Exercise requirements:
**1.** According to the JaBbA FAQ, why might a user lower the slack penalty after viewing the output copy number next to the input coverage?
**2.** What slack penalty does the JaBbA FAQ say was used as the default in the paper?
**3.** From the JaBbA FAQ, copy the passage from "The tfield argument" to "and ploidy input?".

Source extract:
______
We used SvABA (Wala et al., Genome Research, 2018), and we support all junctions callers whose output either conforms to BND style in VCF4.2 specifications or BEDPE format for junctions. Some popular junction callers that do not conform to either are supported too, namely Delly, Lumpy, Novobreak. Besides, the input format can also be a RDS file containing GRangesList of junctions.
The tfield argument indicates the metadata column name in the junction input reflecting confidence in the call. Take advantage of this to customize your own consensus junction merging, e.g. set junctions called by all callers to tier 1 (highest confidence, JaBbA must use these junctions), called by at least 2 callers but not all to tier 2 (normal confidence, JaBbA will decide whether to use based on coverage change), and the junctions supported by only one caller to tier 3 (low confidence, JaBbA will only search for plausible candidates from them if close to a loose end, must set iteration>0).
-
How to prepare the segmentation input?
Optional, as JaBbA will infer internally with CBS, but if needed you can also provide tumor and/or normal segmentation through seg and nseg arguments.
-
How to prepare the purity and ploidy input?
Optional, as JaBbA will infer internally with one of ppgrid, sequenza, and Ppurple of your choice through ppmethod argument, depending on the availability of necessary input files. Purity and ploidy estimation is arguably the most influential hyper-parameter of a JaBbA run, as it dictates the relationship between coverage data to copy number space, so if you want to make high quality graphs, start with better estiamtions. It is a very hard problem disguised as an easy one. Other external tools that helps: ABSOLUTE, ASCAT-wgs, TITAN.
-
How to choose slack penalty?
The default used in the paper is 100, which in theory correspond to a prior belief that 1 in 100 breakends have loose end, or unexplained copy number change without consistent junction. In practice though, there are many source of noise in the coverage data that could mix with the desired signal of copy number change. After running JaBbA, plot the output copy number alongside the input coverage, If your output segmentation looks too "rigid", i.e. missing obvious clean copy number change points, you might want to consider dropping the slack penalty, as it indicates that JaBbA is so reluctant to add a loose end that it ignores the true signal from the coverage. For dryclean coverage input, which is at 1kbp resolution and denoised, we currently recommend trying slack penalty around 20.
______
Data records:
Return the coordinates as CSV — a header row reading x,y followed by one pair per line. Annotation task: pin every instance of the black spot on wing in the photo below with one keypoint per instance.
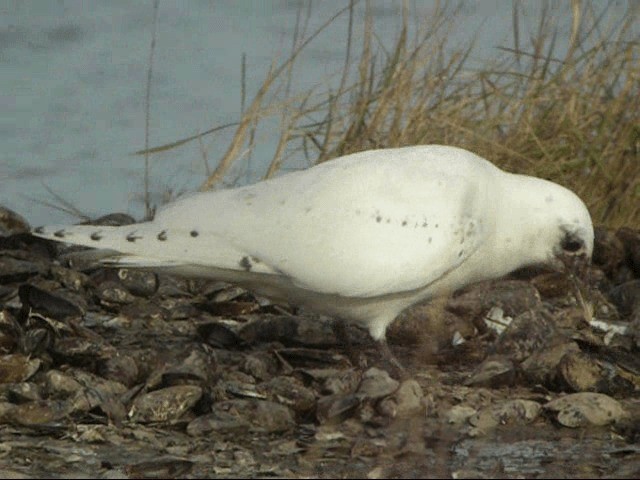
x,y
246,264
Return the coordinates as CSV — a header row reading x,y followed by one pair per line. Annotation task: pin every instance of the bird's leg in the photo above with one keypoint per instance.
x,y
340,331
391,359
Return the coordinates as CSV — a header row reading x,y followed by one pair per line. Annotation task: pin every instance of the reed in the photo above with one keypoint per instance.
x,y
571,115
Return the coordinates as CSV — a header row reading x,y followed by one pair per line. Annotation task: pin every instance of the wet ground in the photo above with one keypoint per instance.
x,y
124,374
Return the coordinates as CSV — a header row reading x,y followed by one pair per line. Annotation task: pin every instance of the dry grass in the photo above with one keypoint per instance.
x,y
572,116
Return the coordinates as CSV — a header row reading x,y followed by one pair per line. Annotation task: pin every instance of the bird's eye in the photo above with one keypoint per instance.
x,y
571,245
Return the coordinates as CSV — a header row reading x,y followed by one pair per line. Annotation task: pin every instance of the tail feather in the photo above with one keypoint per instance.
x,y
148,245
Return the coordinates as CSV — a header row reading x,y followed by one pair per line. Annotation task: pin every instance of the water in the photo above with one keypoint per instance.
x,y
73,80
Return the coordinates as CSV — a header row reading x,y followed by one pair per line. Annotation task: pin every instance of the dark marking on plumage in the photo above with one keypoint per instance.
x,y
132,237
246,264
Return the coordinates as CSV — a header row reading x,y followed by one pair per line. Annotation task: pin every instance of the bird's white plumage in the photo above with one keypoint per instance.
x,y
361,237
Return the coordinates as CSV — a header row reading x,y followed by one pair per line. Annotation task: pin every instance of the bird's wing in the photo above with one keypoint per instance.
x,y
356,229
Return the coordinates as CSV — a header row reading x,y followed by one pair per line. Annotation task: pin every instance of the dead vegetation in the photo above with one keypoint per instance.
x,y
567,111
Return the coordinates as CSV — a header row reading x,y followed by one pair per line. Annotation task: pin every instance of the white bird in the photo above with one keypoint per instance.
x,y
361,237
______
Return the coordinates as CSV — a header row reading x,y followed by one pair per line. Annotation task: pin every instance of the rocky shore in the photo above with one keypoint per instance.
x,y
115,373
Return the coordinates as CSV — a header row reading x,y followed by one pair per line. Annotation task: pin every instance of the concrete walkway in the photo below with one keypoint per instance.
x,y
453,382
______
Solutions for each task:
**1.** A user might lower it if the output segmentation looks too "rigid" and misses obvious clean copy number change points. That pattern indicates that JaBbA is so reluctant to add a loose end that it ignores the true signal from the coverage.

**2.** The default slack penalty used in the paper is 100.

**3.**
The tfield argument indicates the metadata column name in the junction input reflecting confidence in the call. Take advantage of this to customize your own consensus junction merging, e.g. set junctions called by all callers to tier 1 (highest confidence, JaBbA must use these junctions), called by at least 2 callers but not all to tier 2 (normal confidence, JaBbA will decide whether to use based on coverage change), and the junctions supported by only one caller to tier 3 (low confidence, JaBbA will only search for plausible candidates from them if close to a loose end, must set iteration>0).
-
How to prepare the segmentation input?
Optional, as JaBbA will infer internally with CBS, but if needed you can also provide tumor and/or normal segmentation through seg and nseg arguments.
-
How to prepare the purity and ploidy input?